- **SUPPLIED PASSAGE**
Shares in Oxford BioMedica shot up more than 40% earlier this week after its Parkinson's disease gene therapy ProSavin continued to perform well in clinical trials, raising hopes for a new treatment for the condition.

The drugmaker said a Phase I/II study of the drug met its primary endpoint in demonstrating safety as well as secondary goals showing clinical benefit in patients with mid-stage Parkinson's who are experiencing reduced benefit on L-DOPA 'equivalent' therapy, the mainstay of treatment.

In patients taking the higher dose of ProSavin an average motor function improvement of 30% was observed, even reaching 41% in one patient. Furthermore, L-DOPA 'equivalent' therapy was reduced in all six patients, when normally it increases as PD progresses.

The findings certainly add further evidence to support the drug's use for the condition, and according to John Dawson, Oxford BioMedica's chief executive, they provide "a solid basis" for its further clinical development. 

"We are currently evaluating a more potent formulation of ProSavin to ensure the greatest chance of success in randomised Phase II studies and increase the commercial opportunity for this novel product,” he said, outlining the development strategy.

The need for new and effective Parkinson's disease drugs is great; the condition is forecast to affect around 1.7 million patients in the world's seven major markets - US, Japan, UK, France, Germany, Italy and Spain - by 2019, at which point sales of current treatments, none of which provide long-term symptom relief, could exceed $2.8 billion in these territories, the company points out. 

According to Oxford BioMedica, if development is successful, ProSavin - which basically delivers the genes for three enzymes needed for the synthesis of dopamine into the brain - could address a major unmet medical need in PD by offering "long-lasting benefit from a single administration".

GW gets milestone

Elsewhere, UK group GW Pharmaceuticals also had good news this week in the shape of an 11.9 million Euro milestone payment from Almirall, its Spanish partner for Sativex (delta-9-tetrahydrocannabinol and cannabidiol), due sometime this month.

The fee is being released by Almirall after GW achieved a specified patient recruitment target in the current Phase III trial assessing the cannabis-based drug for cancer pain, the firm said.

- **GOAL OF THE EXERCISE**
Reproduce, word for word, the stretch of the ProSavin trial report from "The findings certainly" through "further clinical development.".

- **EXCERPTED RECORDS**

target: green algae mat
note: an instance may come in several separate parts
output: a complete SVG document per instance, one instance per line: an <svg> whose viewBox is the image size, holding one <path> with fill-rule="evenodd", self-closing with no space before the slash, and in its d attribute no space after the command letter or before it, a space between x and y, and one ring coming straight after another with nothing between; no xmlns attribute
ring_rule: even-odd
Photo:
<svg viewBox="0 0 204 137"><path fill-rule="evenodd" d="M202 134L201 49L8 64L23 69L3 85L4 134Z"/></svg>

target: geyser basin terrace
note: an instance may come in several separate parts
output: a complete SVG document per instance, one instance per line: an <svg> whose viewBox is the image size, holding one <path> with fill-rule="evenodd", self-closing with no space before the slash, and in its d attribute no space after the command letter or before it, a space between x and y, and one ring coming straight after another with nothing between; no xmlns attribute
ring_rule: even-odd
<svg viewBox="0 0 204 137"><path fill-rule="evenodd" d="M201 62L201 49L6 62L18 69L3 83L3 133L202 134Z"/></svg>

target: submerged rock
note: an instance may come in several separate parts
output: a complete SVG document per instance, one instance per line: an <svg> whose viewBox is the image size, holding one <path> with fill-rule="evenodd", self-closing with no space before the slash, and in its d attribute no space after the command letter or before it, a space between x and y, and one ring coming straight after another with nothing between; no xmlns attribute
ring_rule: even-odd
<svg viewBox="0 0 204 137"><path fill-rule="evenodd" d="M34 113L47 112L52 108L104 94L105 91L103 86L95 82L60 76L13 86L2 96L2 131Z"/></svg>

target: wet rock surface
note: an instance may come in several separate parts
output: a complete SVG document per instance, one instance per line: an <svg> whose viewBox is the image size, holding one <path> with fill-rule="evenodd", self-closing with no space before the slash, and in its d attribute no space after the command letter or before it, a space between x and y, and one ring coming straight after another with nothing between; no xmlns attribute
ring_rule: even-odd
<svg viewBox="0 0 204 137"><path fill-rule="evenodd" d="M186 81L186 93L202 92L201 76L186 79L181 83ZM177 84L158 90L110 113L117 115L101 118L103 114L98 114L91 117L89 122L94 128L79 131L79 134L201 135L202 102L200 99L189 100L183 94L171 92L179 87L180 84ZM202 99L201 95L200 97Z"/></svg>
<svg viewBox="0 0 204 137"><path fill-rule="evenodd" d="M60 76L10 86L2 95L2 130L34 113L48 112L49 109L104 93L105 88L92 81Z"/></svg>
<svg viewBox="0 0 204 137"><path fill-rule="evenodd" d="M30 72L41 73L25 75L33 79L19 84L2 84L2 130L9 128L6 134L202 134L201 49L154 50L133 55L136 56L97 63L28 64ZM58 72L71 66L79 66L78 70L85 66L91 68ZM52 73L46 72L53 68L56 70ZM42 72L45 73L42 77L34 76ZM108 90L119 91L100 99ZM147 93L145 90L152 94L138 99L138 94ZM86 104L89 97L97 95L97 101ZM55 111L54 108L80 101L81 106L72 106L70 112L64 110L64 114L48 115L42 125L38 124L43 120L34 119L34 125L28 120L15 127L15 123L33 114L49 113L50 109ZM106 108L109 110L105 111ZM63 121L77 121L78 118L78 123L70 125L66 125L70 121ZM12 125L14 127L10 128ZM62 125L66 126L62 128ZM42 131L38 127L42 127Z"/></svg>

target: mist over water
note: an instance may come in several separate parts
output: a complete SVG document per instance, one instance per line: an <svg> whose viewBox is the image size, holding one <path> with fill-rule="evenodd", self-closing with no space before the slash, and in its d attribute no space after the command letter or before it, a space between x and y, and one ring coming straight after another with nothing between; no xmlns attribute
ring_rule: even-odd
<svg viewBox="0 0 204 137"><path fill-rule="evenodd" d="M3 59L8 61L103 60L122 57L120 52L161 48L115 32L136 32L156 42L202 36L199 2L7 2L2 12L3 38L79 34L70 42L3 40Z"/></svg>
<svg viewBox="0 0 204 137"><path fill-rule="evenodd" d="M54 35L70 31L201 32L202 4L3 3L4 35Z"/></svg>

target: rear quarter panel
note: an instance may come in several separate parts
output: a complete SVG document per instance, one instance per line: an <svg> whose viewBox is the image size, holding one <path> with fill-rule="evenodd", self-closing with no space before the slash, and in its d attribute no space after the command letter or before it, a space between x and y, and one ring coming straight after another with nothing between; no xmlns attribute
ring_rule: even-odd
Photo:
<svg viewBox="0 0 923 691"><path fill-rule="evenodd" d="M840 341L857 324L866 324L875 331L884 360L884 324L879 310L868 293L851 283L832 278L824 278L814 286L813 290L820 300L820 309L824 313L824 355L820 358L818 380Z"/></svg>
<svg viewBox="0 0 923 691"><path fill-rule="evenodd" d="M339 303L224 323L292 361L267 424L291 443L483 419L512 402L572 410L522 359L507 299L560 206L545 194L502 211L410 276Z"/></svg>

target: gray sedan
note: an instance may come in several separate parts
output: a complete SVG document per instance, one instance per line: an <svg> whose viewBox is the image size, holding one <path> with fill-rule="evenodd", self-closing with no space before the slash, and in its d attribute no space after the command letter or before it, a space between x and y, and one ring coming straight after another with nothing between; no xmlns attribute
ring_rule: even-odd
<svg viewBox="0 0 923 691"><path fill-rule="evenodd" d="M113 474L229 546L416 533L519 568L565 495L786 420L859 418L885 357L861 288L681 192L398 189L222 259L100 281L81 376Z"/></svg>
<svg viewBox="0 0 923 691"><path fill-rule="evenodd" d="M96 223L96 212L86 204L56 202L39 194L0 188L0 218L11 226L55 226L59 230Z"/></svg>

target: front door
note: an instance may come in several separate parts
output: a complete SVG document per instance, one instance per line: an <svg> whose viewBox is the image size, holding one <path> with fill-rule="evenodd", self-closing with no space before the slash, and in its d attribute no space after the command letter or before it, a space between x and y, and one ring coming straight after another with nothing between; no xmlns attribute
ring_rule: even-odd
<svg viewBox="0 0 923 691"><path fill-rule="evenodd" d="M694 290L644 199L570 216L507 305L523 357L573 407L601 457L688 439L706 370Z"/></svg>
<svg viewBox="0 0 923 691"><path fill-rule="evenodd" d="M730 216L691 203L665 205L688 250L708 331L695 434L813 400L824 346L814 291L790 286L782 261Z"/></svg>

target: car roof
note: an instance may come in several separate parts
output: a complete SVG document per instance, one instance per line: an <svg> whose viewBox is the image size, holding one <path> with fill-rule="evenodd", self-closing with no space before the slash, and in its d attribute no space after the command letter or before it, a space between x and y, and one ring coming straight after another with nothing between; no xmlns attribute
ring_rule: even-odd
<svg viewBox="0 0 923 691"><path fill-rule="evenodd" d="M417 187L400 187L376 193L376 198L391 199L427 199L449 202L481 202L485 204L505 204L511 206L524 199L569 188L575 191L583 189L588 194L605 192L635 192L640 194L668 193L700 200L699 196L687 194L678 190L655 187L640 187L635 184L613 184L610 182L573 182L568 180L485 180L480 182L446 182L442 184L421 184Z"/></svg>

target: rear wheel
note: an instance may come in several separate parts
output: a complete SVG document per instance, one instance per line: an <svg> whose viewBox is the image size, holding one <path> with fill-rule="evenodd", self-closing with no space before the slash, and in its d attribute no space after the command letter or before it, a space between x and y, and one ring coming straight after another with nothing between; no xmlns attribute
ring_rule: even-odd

- **TASK OUTPUT**
The findings certainly add further evidence to support the drug's use for the condition, and according to John Dawson, Oxford BioMedica's chief executive, they provide "a solid basis" for its further clinical development.